=== THE PROBLEM ===
Which lines of the entries contain the string "circular"? Copy each of them.

■ ■ ■ ■ ■ ■ ■

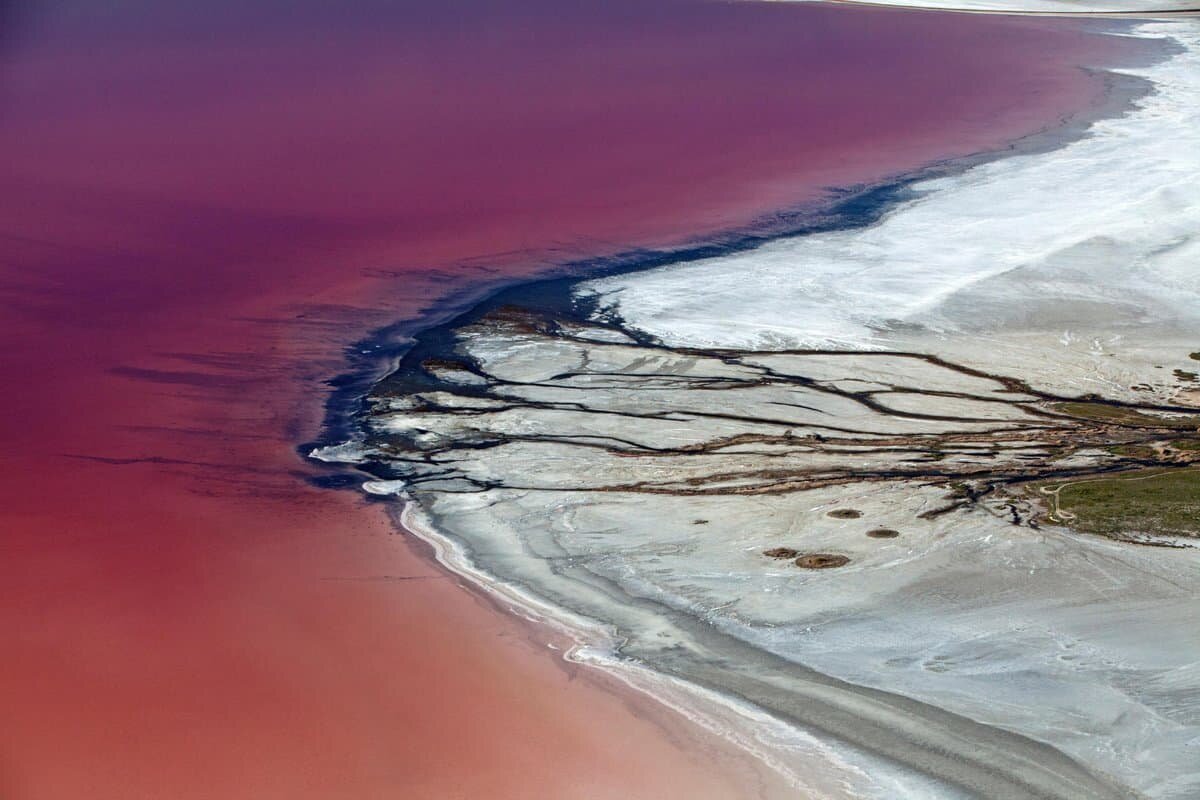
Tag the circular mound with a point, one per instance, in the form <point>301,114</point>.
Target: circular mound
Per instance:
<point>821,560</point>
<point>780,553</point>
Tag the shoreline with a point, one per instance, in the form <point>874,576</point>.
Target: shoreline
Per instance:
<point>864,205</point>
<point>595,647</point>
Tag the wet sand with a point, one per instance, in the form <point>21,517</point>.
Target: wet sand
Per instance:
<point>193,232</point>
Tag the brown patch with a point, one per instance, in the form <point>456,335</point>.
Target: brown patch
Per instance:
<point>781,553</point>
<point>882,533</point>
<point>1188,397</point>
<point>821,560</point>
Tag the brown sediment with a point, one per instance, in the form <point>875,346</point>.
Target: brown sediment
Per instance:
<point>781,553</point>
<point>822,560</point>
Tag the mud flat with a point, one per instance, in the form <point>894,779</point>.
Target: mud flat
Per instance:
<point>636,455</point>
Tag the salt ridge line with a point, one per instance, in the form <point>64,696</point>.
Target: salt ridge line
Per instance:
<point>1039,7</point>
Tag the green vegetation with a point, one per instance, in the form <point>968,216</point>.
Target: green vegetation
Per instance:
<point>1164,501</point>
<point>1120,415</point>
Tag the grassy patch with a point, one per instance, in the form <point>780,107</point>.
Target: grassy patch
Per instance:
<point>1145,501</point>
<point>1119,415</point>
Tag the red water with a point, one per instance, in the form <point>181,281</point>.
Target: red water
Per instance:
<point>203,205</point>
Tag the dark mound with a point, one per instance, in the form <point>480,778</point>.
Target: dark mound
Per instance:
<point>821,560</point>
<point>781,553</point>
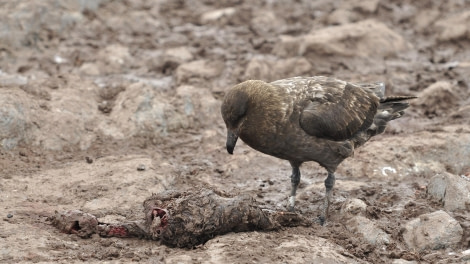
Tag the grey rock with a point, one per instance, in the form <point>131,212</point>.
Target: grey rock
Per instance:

■ ■ ■ ■ ■ ■ ■

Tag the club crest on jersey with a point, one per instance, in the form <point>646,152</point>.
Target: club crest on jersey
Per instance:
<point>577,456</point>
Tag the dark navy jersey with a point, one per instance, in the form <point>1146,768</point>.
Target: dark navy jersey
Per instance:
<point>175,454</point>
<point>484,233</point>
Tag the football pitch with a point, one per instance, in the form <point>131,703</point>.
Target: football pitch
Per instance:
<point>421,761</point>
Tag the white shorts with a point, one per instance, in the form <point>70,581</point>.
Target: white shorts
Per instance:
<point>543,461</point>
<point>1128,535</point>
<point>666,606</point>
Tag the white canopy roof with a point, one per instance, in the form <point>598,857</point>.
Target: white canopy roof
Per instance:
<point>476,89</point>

■ ■ ■ ■ ■ ■ ■

=== ANSWER TO THIS TASK ===
Tag the circular mound with a point, one per instance, in the form <point>301,114</point>.
Target: circular mound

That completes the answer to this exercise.